=== What is being asked ===
From the first line to the last, write out the records exactly, leaving the pictures behind.

*** Block opens ***

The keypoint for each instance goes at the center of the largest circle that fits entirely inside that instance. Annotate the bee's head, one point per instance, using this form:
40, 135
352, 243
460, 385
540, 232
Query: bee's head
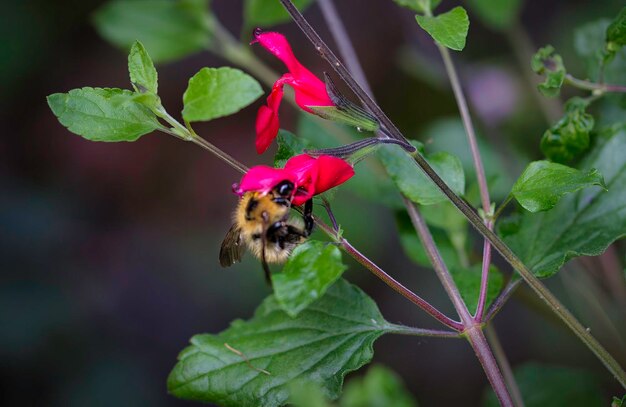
285, 189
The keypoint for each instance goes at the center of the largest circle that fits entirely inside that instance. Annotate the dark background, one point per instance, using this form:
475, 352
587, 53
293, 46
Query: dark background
108, 252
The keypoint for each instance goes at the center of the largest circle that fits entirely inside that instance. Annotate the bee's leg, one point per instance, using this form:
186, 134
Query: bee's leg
307, 215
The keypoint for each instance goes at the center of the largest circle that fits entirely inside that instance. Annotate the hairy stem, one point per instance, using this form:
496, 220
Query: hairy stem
390, 281
480, 173
507, 372
434, 333
610, 362
594, 87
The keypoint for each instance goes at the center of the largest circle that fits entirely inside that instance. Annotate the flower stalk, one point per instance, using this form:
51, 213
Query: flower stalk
610, 363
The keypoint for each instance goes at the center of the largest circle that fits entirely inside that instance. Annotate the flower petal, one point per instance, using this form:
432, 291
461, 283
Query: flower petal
262, 179
332, 171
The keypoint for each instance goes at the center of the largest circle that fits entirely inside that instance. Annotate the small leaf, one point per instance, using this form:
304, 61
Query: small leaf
543, 183
583, 223
569, 137
380, 387
616, 33
170, 29
448, 29
143, 75
497, 14
103, 114
414, 183
543, 385
547, 62
310, 270
332, 337
269, 12
217, 92
414, 249
288, 146
468, 282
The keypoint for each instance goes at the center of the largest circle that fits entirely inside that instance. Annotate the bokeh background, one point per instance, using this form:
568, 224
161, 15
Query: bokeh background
108, 252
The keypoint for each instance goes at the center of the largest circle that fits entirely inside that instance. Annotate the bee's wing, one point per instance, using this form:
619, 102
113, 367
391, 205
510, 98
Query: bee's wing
232, 247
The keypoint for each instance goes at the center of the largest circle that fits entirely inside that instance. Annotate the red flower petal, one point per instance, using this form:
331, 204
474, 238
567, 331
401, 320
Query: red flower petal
332, 171
262, 179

*** Block closes ***

=== Output for this exercise ===
The keypoint for each instance goes at the center of the largest circle that fits entirely inside that instance. Annotate the bee's head, one point per instance, using this form:
40, 135
352, 243
460, 385
540, 232
Query: bee's head
285, 189
The keypoint for each instance goes at the center of the largest circle that fits entirely inside that instance. Annotate the dark background, one point per instance, using this form:
475, 352
587, 53
293, 46
Query: dark background
108, 252
The keypoint for each instance goes at the center of the largest circle that fits entirely inside that instance. Annotate the bee's leg, one point per instance, using this form:
186, 134
Query: bee's leg
307, 215
The keypoint for each instance goes at the center of the largest circle that fits entirely inside that instance. Annotate the hairy stem, one point per instance, using this form:
496, 220
Query: hairy stem
390, 281
480, 173
507, 372
434, 333
610, 362
594, 87
The keypoint for each instance goes at the center of the largest circle that fits entirely inside that instance. Annotate the flower stalk, one point per instance, using this form:
51, 213
Query: flower stalk
610, 363
The keypoint for each instance goes at the center of the largest circle that fits entirely inside that instance. Annotate the flower petal, one point per instance, using this form:
432, 291
461, 283
Query: flower petal
262, 179
332, 171
The keypoint for each instance goes at the center of the largest circle that fits entirely inside that instance. Annotate the small leaf, one point per instance, using this form:
304, 61
Query: small leaf
543, 183
583, 223
569, 137
380, 387
616, 33
170, 29
448, 29
143, 75
497, 14
103, 114
414, 183
543, 385
547, 62
310, 270
332, 337
269, 12
217, 92
414, 249
288, 146
468, 282
The keypoint for each instance goes at the center of the largest circle that fits entirely inside that instance. Annotate the bokeh background, one point per instance, using this form:
568, 224
161, 15
Query: bokeh background
108, 252
The keypoint for each instance goes at the center of the largest circle that fits entirely inside that instance. Annotate the bee's wing, one point per instance, using this form:
619, 102
113, 367
391, 205
510, 98
Query: bee's wing
232, 247
The keypoint for each instance goes at the center of the largest circle that fits entirely inside that instance. Annotate the red flower petal, one point per instance, using this form:
331, 204
474, 238
567, 331
401, 320
Query: red flower petal
332, 171
262, 179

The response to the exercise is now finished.